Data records
>>>

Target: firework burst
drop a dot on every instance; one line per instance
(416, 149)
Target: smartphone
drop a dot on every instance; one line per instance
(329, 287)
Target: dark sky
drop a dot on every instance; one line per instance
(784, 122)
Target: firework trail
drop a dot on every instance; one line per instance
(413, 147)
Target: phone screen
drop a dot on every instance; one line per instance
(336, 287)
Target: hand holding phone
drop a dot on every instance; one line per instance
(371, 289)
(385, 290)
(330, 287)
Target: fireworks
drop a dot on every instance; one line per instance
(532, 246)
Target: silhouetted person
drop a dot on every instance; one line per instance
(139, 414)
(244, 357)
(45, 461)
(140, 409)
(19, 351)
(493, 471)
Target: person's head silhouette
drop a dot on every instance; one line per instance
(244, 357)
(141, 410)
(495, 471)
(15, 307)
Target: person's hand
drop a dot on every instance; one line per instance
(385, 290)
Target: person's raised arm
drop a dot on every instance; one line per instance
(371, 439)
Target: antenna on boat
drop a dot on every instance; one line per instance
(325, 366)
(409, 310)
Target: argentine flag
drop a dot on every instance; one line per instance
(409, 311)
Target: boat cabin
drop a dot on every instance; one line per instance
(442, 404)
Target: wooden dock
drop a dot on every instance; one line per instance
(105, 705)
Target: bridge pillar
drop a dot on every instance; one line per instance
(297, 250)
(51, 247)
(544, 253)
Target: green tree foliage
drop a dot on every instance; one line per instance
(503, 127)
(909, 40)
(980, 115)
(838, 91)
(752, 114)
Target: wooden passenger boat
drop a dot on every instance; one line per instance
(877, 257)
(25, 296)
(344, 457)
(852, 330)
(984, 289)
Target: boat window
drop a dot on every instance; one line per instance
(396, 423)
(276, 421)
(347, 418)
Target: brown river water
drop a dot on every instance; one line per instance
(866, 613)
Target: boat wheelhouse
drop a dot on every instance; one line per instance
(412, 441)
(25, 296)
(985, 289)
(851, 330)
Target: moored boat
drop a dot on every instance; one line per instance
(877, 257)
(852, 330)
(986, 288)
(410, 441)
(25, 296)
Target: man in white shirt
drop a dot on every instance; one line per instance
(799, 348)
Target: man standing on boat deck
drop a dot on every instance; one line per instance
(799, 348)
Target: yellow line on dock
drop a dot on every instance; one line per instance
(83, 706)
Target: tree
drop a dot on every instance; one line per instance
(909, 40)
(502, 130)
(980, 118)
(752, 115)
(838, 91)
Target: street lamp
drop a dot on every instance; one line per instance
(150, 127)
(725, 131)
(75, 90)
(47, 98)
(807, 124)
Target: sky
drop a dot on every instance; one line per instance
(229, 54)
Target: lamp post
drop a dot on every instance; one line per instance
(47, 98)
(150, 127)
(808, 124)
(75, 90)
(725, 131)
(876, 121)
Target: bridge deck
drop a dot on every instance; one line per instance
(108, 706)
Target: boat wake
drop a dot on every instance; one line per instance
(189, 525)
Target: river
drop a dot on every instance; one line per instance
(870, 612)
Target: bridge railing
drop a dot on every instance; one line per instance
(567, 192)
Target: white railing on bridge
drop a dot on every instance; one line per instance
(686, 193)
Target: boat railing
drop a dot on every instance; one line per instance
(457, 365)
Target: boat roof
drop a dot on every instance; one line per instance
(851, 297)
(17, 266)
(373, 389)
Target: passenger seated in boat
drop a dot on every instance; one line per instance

<<<

* _WHAT THIS TASK INVOLVES_: Each record must be output exactly, with none omitted.

* _SOLUTION TO THIS TASK_:
Target: firework burst
drop a dot on every instance; one line per instance
(416, 149)
Target: smartphone
drop a dot on every instance; one line per instance
(329, 287)
Target: dark sky
drop a dot on every instance; one line per instance
(784, 122)
Target: firework trail
drop a dot on every instance; one line per instance
(413, 147)
Target: phone screen
drop a dot on every instance; one line per instance
(336, 287)
Target: hand holding phone
drop a dot on every instance; one line per instance
(371, 289)
(385, 290)
(330, 287)
Target: fireworks
drop a dot on every instance; one line per instance
(532, 246)
Target: silhouetted person
drop a dot on every instance; one line per instance
(139, 414)
(244, 357)
(45, 461)
(140, 409)
(19, 351)
(493, 471)
Target: person's head silhouette
drop a dot on every instance; one line per instance
(244, 357)
(141, 410)
(495, 471)
(15, 307)
Target: person's hand
drop a dot on every instance; one line per instance
(385, 290)
Target: person's raised arm
drop a dot on every instance; one line per instance
(371, 439)
Target: antenna on boat
drop a dot on every instance; one line per instance
(325, 366)
(409, 310)
Target: argentine flag
drop a dot on every instance; one line per instance
(409, 311)
Target: boat cabin
drop a dot on every instance; one line per instance
(442, 404)
Target: wooden dock
drop a dot on every instance; one line per instance
(105, 705)
Target: bridge pillar
drop a dot on every instance; one line per instance
(297, 250)
(51, 247)
(544, 253)
Target: green tree foliage
drop a dot on every instance; one line per instance
(503, 127)
(909, 40)
(980, 115)
(838, 91)
(752, 114)
Target: wooden passenger boat
drop a dot on every instance; one line per instance
(877, 257)
(25, 296)
(344, 457)
(852, 330)
(984, 289)
Target: boat window
drop a dot on every instance; one line per instance
(396, 423)
(276, 421)
(347, 418)
Target: brown river water
drop a dot on every instance; one line per instance
(866, 613)
Target: boat wheelhouse
drop a dot on every instance; one line per instance
(412, 441)
(25, 296)
(985, 289)
(851, 330)
Target: moored boat
drop a dot on every instance; one line per instance
(877, 257)
(852, 330)
(986, 288)
(410, 441)
(25, 296)
Target: man in white shirt
drop a dot on every instance; one line per instance
(799, 348)
Target: man standing on boat deck
drop a dot on every instance; one line per instance
(799, 348)
Target: yellow line on dock
drop a dot on every instance; one line per instance
(83, 706)
Target: tree
drop a dot on every instance; one line per instance
(909, 40)
(502, 130)
(980, 118)
(752, 115)
(838, 91)
Target: street lamp
drop a dot on every instance; one line per instance
(150, 127)
(725, 131)
(75, 90)
(47, 98)
(807, 124)
Target: sky
drop a dot on every instance; one line per instance
(229, 54)
Target: lamp post
drop a dot on every instance; one line per instance
(47, 98)
(150, 127)
(808, 124)
(75, 90)
(725, 131)
(876, 121)
Target: bridge deck
drop a dot on every instance; one line per instance
(108, 706)
Target: boat wake
drop a dot on every instance; one line per instance
(189, 525)
Target: river
drop a dot on every instance; one line per instance
(870, 612)
Target: bridge railing
drop a dot on every instance; one line per instance
(567, 192)
Target: white railing on bridge
drop a dot on every instance; one line per instance
(686, 193)
Target: boat railing
drop a dot on every instance; one line per instance
(457, 365)
Target: boat roof
drop a dot on every instance; one line per instance
(851, 297)
(17, 266)
(373, 389)
Target: passenger seated in boat
drop a dot on every instance; one line per instance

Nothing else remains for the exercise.